Look below for the lines from the one with "Target: white panel door" to the one with "Need: a dot for each instance, one per instance, like (302,410).", and copy exactly those lines, both ends included.

====

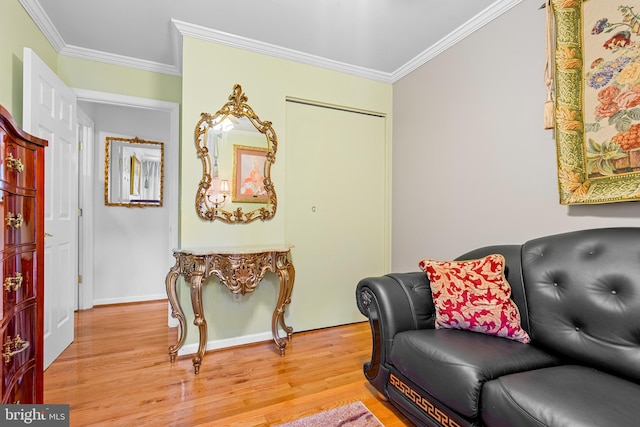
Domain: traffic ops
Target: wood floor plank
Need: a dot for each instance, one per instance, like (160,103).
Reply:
(117,373)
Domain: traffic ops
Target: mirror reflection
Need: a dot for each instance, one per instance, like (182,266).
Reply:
(237,150)
(134,172)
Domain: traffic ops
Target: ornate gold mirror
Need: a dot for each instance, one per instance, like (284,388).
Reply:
(133,172)
(237,150)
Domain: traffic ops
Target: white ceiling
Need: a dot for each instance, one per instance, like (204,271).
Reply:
(378,39)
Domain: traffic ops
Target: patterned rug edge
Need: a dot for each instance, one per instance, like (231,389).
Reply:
(354,414)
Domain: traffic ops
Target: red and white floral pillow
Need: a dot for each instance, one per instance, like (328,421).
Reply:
(474,295)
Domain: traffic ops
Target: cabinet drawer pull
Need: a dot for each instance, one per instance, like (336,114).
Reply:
(13,347)
(14,221)
(13,283)
(13,163)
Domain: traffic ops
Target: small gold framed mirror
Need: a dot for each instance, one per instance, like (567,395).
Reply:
(237,150)
(133,172)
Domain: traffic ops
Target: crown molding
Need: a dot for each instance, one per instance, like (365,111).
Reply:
(180,29)
(124,61)
(41,19)
(469,27)
(232,40)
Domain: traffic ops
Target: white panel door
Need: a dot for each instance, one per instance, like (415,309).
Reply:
(50,113)
(335,210)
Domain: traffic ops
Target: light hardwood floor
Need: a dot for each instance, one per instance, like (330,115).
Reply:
(117,372)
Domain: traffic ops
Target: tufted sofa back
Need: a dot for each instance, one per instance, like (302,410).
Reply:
(583,297)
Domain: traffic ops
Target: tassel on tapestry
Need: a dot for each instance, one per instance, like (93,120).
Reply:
(549,105)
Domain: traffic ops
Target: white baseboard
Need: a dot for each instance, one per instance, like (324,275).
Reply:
(228,342)
(123,300)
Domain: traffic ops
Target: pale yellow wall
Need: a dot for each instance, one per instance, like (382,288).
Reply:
(209,73)
(102,77)
(17,30)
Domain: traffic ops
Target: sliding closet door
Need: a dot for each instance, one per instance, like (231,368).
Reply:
(335,210)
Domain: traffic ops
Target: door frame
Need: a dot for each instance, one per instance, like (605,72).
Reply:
(170,198)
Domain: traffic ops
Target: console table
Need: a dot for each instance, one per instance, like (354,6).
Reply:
(240,269)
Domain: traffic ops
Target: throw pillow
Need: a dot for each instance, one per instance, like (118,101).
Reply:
(474,295)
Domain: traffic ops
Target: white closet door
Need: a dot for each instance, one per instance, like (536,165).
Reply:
(335,210)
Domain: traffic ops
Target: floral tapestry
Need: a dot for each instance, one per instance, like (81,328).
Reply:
(597,74)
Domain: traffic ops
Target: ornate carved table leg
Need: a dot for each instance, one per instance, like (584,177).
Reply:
(196,278)
(286,274)
(176,308)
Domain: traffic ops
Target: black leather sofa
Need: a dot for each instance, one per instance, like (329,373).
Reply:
(578,295)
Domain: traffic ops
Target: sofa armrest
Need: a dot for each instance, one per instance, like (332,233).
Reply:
(393,303)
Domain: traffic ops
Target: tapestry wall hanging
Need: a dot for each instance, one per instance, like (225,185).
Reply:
(597,109)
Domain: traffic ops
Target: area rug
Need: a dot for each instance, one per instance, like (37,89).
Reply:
(351,415)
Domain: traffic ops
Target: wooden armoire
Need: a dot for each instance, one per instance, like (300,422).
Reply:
(22,298)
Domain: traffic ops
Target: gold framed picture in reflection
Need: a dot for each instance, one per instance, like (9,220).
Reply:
(248,174)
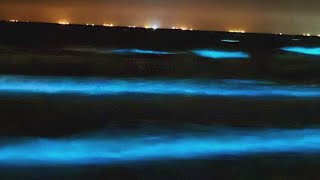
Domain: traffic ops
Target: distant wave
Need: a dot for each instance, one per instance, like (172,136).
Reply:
(303,50)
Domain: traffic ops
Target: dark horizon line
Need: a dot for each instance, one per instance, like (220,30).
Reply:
(140,27)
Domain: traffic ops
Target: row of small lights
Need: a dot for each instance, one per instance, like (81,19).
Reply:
(146,26)
(156,27)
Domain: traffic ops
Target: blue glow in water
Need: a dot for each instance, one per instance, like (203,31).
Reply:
(303,50)
(140,51)
(193,87)
(230,40)
(170,145)
(215,54)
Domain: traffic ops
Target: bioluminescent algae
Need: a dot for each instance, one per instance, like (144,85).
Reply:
(140,51)
(215,54)
(170,145)
(192,87)
(230,40)
(303,50)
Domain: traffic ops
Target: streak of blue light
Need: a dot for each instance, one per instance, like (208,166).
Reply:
(215,54)
(140,51)
(303,50)
(230,40)
(113,149)
(193,87)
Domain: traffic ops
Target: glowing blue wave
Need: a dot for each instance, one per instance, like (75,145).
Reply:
(230,41)
(110,149)
(303,50)
(193,87)
(140,51)
(215,54)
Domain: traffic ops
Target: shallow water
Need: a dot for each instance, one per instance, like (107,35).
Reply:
(192,143)
(303,50)
(191,87)
(219,54)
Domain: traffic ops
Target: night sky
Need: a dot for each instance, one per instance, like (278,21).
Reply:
(273,16)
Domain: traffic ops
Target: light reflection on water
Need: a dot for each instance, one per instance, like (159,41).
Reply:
(135,147)
(303,50)
(217,54)
(191,87)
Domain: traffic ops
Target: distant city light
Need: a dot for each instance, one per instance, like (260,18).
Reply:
(237,31)
(13,20)
(108,25)
(153,26)
(63,22)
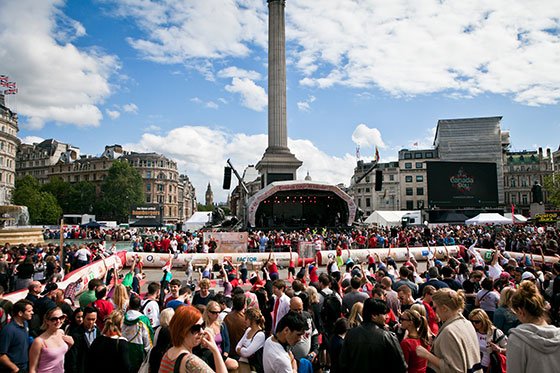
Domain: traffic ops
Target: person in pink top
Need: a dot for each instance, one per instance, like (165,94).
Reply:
(47,351)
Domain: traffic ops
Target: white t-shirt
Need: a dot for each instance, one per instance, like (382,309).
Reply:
(275,358)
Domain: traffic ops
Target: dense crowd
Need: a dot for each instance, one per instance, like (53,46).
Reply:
(464,313)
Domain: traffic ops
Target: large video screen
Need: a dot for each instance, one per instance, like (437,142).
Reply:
(462,184)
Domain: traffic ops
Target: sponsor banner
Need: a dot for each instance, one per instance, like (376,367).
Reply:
(228,242)
(85,274)
(158,260)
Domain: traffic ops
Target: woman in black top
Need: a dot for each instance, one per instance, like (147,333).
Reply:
(109,352)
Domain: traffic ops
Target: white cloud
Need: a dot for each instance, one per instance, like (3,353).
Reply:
(235,72)
(56,80)
(211,105)
(405,47)
(113,114)
(305,105)
(253,96)
(130,108)
(367,137)
(205,159)
(32,140)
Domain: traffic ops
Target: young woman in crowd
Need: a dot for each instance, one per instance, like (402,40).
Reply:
(252,341)
(48,349)
(187,331)
(109,352)
(219,330)
(534,346)
(417,334)
(456,347)
(490,338)
(504,318)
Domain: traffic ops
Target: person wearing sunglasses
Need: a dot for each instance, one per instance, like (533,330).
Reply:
(48,349)
(218,329)
(188,331)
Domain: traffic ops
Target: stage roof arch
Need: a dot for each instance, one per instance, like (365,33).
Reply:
(294,186)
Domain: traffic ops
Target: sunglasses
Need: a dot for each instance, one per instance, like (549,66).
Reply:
(198,328)
(60,318)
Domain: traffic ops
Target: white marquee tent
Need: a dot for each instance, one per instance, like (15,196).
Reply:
(387,218)
(488,218)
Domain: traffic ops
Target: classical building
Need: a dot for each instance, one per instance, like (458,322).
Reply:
(35,159)
(521,171)
(161,181)
(413,178)
(9,143)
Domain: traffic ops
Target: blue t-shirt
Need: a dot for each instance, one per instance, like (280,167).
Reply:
(14,342)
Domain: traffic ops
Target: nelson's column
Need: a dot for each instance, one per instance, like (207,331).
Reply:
(277,163)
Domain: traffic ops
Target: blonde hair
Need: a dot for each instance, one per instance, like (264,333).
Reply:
(452,299)
(165,316)
(113,323)
(355,318)
(120,297)
(313,295)
(480,314)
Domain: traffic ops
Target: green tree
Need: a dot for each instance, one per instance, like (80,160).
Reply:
(43,206)
(552,186)
(121,189)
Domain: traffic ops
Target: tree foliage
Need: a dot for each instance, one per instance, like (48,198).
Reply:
(552,186)
(121,189)
(42,205)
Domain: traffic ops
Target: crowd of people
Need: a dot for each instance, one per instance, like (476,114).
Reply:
(463,313)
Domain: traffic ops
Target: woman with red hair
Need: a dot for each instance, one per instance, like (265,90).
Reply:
(187,330)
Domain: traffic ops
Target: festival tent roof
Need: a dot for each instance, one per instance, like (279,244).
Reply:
(386,218)
(518,218)
(198,220)
(488,218)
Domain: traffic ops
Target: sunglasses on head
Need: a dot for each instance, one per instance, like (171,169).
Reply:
(197,328)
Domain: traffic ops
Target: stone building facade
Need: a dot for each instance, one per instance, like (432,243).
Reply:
(521,171)
(9,143)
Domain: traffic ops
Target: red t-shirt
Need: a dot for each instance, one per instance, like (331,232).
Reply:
(415,363)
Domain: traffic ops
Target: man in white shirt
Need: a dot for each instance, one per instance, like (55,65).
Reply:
(281,302)
(276,357)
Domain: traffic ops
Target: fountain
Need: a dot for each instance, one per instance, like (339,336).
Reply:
(15,229)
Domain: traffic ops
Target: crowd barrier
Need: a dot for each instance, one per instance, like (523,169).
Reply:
(86,273)
(158,260)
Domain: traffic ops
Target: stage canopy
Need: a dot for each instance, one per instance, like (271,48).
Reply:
(300,204)
(488,218)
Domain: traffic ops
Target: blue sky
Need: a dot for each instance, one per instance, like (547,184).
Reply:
(188,78)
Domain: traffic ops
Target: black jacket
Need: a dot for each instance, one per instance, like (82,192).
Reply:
(368,348)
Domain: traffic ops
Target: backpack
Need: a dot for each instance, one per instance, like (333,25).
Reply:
(256,360)
(331,310)
(497,360)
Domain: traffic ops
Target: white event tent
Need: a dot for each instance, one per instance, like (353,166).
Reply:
(488,218)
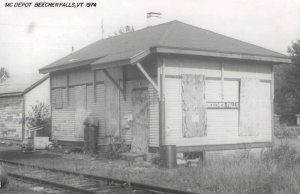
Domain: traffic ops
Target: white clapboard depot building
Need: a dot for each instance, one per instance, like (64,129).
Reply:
(170,84)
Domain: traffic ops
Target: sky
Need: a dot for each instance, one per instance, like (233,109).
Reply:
(33,37)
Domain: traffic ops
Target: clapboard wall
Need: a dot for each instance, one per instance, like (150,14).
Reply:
(222,124)
(39,94)
(108,104)
(66,121)
(11,117)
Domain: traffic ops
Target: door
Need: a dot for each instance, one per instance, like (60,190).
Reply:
(140,120)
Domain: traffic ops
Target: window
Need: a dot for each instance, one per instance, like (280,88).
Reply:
(58,98)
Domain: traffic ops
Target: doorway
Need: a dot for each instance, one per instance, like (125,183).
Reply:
(140,120)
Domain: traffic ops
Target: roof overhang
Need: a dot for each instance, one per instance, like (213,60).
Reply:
(129,61)
(69,65)
(96,63)
(11,94)
(240,56)
(35,84)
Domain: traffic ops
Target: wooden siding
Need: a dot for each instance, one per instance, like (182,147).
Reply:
(222,124)
(63,120)
(11,117)
(126,109)
(211,68)
(40,93)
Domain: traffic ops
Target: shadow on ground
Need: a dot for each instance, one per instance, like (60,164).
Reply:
(19,155)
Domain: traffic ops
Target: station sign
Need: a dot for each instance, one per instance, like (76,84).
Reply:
(222,105)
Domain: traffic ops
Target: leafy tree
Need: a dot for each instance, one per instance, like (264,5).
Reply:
(287,86)
(39,116)
(3,74)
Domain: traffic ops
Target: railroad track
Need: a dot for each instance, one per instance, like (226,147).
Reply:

====

- WRITTEN ANSWER
Target: white panel door
Need: a dot for each instance, one per instance, like (415,309).
Reply:
(50,113)
(335,210)
Domain: traffic ops
Target: light hardwood floor
Need: a dot for each instance, one per instance, like (330,115).
Reply:
(117,372)
Domain: traffic ops
Target: tufted sofa back
Need: a dot for each instance, one per instance, like (302,410).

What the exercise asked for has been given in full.